Problem to work on
Copy each of the following rows word for word, leaving every line unchanged.

+++ Records to use +++

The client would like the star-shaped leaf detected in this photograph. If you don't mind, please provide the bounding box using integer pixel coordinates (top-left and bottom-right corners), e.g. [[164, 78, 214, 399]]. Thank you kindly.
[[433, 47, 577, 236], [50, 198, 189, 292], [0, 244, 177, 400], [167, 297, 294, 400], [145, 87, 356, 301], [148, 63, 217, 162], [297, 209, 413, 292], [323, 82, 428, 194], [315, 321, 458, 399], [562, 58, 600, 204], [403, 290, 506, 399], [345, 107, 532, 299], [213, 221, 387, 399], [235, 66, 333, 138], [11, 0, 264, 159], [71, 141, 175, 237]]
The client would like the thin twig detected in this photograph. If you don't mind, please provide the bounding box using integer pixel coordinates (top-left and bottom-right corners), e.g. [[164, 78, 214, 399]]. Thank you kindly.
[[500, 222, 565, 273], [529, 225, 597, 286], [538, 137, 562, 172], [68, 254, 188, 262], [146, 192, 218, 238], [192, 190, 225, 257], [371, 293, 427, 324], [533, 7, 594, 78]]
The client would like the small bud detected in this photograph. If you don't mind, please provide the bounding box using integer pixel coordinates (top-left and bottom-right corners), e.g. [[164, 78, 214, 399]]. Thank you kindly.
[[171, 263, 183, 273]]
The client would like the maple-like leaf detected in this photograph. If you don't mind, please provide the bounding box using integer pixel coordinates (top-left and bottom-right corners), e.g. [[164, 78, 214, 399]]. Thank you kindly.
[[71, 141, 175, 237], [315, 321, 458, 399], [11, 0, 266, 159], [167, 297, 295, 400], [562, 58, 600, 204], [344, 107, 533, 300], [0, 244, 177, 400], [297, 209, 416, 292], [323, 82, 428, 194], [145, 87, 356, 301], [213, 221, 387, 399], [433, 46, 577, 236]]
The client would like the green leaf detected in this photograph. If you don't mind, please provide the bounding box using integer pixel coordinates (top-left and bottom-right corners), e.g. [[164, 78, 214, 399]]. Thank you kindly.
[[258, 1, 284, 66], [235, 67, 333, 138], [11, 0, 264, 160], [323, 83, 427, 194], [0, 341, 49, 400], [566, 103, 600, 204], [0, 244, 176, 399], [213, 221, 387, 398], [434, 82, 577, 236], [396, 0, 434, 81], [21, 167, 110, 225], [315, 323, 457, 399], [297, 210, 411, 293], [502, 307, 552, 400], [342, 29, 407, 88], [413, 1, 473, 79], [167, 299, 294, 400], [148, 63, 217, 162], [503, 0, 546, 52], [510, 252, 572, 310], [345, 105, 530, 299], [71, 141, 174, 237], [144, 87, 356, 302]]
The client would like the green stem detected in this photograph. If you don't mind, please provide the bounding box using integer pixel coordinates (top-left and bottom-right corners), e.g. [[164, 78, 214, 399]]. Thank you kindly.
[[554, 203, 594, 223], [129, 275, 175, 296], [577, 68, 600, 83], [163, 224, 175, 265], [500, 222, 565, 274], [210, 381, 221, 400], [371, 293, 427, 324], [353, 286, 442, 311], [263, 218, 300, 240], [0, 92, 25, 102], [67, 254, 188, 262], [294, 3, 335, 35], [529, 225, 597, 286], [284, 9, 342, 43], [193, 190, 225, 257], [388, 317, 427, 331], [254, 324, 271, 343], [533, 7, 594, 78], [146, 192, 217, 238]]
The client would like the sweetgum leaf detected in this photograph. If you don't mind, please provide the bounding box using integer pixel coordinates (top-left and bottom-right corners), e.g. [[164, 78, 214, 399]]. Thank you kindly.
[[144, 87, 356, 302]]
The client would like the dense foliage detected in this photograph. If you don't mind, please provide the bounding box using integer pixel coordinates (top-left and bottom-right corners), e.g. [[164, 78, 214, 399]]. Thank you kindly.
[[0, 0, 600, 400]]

+++

Result of the task
The client would like the star-shaped leaf detected in this photograph. If you don't mind, please provide the bounding box using integer pixel coordinates (top-left and bottom-right corners), e.g. [[164, 78, 214, 399]]. Thank you kindly.
[[433, 47, 577, 236], [50, 198, 189, 292], [0, 244, 177, 400], [167, 297, 294, 400], [145, 87, 356, 301], [148, 63, 217, 162], [297, 209, 413, 292], [323, 82, 428, 194], [315, 321, 458, 399], [562, 58, 600, 204], [403, 290, 506, 399], [345, 107, 532, 299], [213, 221, 387, 399], [235, 66, 333, 138], [11, 0, 264, 159], [71, 141, 175, 237]]
The client would like the thin twig detected in this photograph. If you don't mind, please provide the bounding box using integer pixel coordinates (top-left and bottom-right corners), e.g. [[164, 78, 214, 399]]. Thank you kindly.
[[500, 222, 565, 273], [529, 225, 597, 286], [538, 137, 562, 172], [68, 254, 188, 262], [146, 192, 218, 238], [192, 190, 225, 257], [371, 293, 427, 324], [533, 7, 594, 78]]
The client would like the small bud detected in this photograph. If you don't mind, please provide the bounding box using integer pixel coordinates (top-left and bottom-right corners), e.g. [[164, 78, 214, 399]]. Thank you kindly.
[[171, 263, 183, 273]]
The client would like the maple-like leaf detected in this photograph. If you don't mind, please provide the bounding box using integer pixel coordinates (top-left and bottom-right corners), e.g. [[164, 78, 214, 399]]. Thank you kindly.
[[71, 141, 175, 237], [315, 321, 458, 399], [11, 0, 266, 159], [167, 297, 295, 400], [562, 58, 600, 204], [344, 107, 533, 300], [0, 244, 177, 400], [297, 209, 416, 292], [323, 82, 428, 194], [145, 87, 356, 301], [213, 221, 387, 399], [433, 46, 577, 236]]
The client would like the green leaf detected in this photograph. If you don't mind, please provide the bounding box using integer pixel coordinates (top-left and bottom-right corners), e.g. [[164, 78, 214, 399]]. Thank you kindly.
[[258, 1, 284, 66], [235, 67, 333, 138], [11, 0, 264, 160], [323, 83, 427, 194], [0, 341, 49, 400], [566, 103, 600, 204], [0, 244, 176, 399], [213, 221, 387, 398], [434, 82, 577, 236], [396, 0, 434, 81], [21, 167, 110, 225], [315, 323, 457, 399], [297, 210, 411, 293], [502, 307, 552, 400], [342, 29, 407, 88], [413, 1, 473, 79], [167, 299, 294, 400], [148, 63, 217, 162], [503, 0, 546, 52], [510, 252, 572, 310], [345, 105, 530, 299], [71, 141, 174, 237], [144, 87, 356, 302]]
The client would like the green stem detected in this photograph. If you don't mind, please provide the bounding box using integer pixel coordinates (top-left and bottom-right corners), e.g. [[164, 78, 214, 399]]. Thank you kindly.
[[554, 203, 594, 223], [129, 275, 175, 296], [577, 68, 600, 83], [163, 224, 175, 265], [500, 222, 565, 274], [210, 381, 221, 400], [371, 293, 427, 324], [353, 286, 442, 311], [263, 218, 300, 240], [0, 92, 25, 102], [67, 254, 188, 262], [294, 3, 335, 35], [529, 225, 597, 286], [284, 9, 342, 43], [193, 190, 225, 257], [388, 317, 427, 331], [254, 324, 271, 343], [533, 7, 594, 78], [146, 192, 217, 238]]
The client would like the sweetgum leaf detected in this photograph. If you don't mind, please provide the bounding box using integer pixel coordinates (top-left and bottom-right corners), e.g. [[164, 78, 214, 399]]. Thank you kindly.
[[144, 87, 356, 302]]
The client would like the dense foliage detected in this photograph. If you don't mind, please provide the bounding box using integer pixel coordinates (top-left and bottom-right corners), e.g. [[164, 78, 214, 399]]. Thank you kindly.
[[0, 0, 600, 400]]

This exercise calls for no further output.